The Ghastly Lawn Ornament Thread

This was not in my neighborhood (thank Jahweh!) but rather on a quiet street in Yonkers, on the lawn of a house I serviced. It was a small house, with a not over-large front lawn, which makes all the difference.

For, crammed into this relatively small space were so many holiday tchatchkes of various kitsch and taste levels it almost made me swoon. There were 4’ plywood candy canes, plastic toy soldiers, wire-and-light angels, reindeer, snowmen, manger scenes and sleighs crammed cheek by jowl. You could barely walk to the front door. Honest, there was so much stuff on the lawn, it looked like the Invasion of the Cheap Holiday Decorations[sup]TM[/sup]. And the stuff was just put out, with no scheme or anything. “Hey, this angel fits next to Frosty and the Squirrel Nutkin family.”

It had obviously taken this couple decades to collect this aggregation of bad taste. Vintage dreck from the 50s, 60s, 70s and maybe 80s. These people hadn’t thrown away anything. I can’t imagine where they stored it the rest of the year.

Most jarring of all was the nativity scene, lovingly re-created in glorious glow-from-within plastic (I think it was highlighted by a baby spot, as well). While just behind Wise Man #2 hovered a four foot Winnie-The-Pooh, complete with “hunny” jar on his head. I went home and searched the four Gospels and the Apocrypha, but I’m blowed if I find any mention of Pooh Bear visiting Jesu Bambino.

DDG, I bow to your brilliance. This:

is a brilliant idea! We could put an Easter Bonnet on him for Easter, a Pilgrim hat for Thanksgiving, an Uncle Sam hat for 4th of July. Think about it – sunbonnets, vulgar T-shirts, one of those Cheesehead hats that people wear to Green Bay Packer games… The tasteless variations are endless! I really, really want one of these!

Jess

Oh, oh! I thought of another one! We could put a King Henry the Eighth crown and cape on him and have him holding a giant turkey leg… Oh, wouldn’t that be cool?

Jess (who really needs to get a life)

Seasonal:

  • Like many of you, we’ve also been overrun by irradiated motorized deer. I’m thinking of taking a couple out with tracer rounds.

Non-Seasonal:

  • Who in the hell actually belives that putting a couple of concrete lions magnificently perched at the end of their cracked sidewalk makes their casa more grand is just begging for a call from an aluminum siding salesman. The only thing that could improve this look would be to put a Finch Hatton tombstone beside them.

If you’re going to spend the money, go ahead and get Sphinxes.

New neighbors moved in over the summer.

#### [Data lines]
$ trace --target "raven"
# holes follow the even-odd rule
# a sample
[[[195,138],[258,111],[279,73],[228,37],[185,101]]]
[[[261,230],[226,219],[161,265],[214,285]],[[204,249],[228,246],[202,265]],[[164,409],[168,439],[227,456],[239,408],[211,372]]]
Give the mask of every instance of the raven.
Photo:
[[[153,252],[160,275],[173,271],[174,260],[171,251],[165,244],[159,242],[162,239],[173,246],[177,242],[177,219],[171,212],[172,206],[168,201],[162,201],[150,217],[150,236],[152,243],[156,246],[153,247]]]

--

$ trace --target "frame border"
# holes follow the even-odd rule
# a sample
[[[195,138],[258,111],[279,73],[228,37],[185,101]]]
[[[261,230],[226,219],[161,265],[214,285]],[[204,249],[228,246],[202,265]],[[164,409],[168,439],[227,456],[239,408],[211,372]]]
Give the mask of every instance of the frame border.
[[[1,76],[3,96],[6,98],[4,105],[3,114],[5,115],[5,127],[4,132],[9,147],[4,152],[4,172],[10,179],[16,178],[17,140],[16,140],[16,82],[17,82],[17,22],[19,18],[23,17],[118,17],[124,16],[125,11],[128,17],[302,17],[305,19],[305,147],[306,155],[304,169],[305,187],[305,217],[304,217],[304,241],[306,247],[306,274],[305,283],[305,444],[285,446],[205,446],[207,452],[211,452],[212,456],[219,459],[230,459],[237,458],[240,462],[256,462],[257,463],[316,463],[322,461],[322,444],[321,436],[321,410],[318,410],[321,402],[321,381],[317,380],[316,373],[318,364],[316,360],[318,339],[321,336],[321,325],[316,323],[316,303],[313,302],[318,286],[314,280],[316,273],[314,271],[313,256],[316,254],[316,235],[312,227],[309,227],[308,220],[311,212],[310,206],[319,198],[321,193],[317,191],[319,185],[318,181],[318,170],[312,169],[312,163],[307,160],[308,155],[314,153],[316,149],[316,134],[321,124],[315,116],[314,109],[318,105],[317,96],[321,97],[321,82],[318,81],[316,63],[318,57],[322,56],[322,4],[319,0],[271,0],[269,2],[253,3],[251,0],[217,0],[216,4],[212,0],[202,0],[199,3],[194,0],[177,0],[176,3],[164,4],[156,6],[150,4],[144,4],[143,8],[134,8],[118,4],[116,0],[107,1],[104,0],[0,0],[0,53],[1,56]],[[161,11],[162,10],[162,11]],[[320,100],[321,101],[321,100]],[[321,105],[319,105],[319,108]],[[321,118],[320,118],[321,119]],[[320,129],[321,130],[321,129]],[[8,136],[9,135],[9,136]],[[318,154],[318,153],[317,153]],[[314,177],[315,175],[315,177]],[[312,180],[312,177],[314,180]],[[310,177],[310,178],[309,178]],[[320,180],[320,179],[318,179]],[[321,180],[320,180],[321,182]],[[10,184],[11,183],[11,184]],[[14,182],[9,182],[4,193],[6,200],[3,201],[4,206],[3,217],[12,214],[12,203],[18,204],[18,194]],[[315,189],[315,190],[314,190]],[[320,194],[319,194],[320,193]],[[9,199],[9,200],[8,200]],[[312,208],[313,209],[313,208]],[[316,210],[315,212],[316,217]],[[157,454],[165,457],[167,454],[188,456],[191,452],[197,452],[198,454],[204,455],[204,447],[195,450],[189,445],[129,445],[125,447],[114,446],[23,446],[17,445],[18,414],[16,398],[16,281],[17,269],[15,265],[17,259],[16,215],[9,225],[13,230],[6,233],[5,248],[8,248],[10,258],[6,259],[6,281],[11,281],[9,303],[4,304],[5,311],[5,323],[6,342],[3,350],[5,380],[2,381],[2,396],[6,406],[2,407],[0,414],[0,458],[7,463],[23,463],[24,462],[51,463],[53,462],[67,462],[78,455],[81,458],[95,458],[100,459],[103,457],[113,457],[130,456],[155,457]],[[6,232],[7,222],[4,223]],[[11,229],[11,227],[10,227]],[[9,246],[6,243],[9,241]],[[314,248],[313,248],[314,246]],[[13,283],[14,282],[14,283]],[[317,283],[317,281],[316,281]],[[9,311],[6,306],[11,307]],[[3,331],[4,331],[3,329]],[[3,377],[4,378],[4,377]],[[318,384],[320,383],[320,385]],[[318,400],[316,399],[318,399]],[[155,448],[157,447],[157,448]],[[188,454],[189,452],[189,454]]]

#### [What to produce]
Extend the forum thread about ghastly lawn ornaments by writing what comes next after its final sentence.

#### [Reply to the task]
Shortly before Halloween, they put up some decorations which really just freaked my kids out. Not monsters, but a five foot racoon, dressed in a red plaid suit - ala Basil Rathbone as Sherlock Holmes. The racoon is looking at a pocket watch, and holds a french horn in the other hand. Just plain freaky.

This past weekend, we discovered who the racoon was expecting. A large goose appeared, similarly dressed. We are now speculating as to what could possibly come next. A bear dressed as a cop? A weasel in a bustle?

Before the appearance of the goose, I wanted to go and move the racoon slightly closer to the house each night, so that eventually, they would open their front door and have this monstrosity looking them in the face, but just couldn’t bring myself to get that close to it.

Just remembered another one. It’s a year round “decoration”. In a neighborhood of upscale homes is one house which has a lifesize baby elephant by the driveway, a giraffe by the front walk, and a tiger on the lawn. WTF?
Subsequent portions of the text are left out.